**Stated exercise**
Copy out the entire listing below, every line included, offsetting each x and y coordinate in the answers by 76. Leave the pictures out of your reply.

+---+

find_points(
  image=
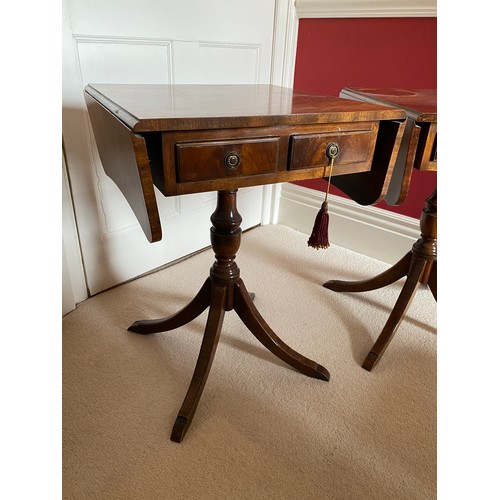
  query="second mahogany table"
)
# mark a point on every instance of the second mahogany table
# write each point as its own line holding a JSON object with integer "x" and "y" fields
{"x": 418, "y": 150}
{"x": 193, "y": 138}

+---+

**Task result**
find_points(
  image=
  query="second mahogany table"
)
# mark a point on every instance of the second mahogany table
# write each point as its own line holding a JSON object with integer "x" and "y" fields
{"x": 494, "y": 226}
{"x": 269, "y": 214}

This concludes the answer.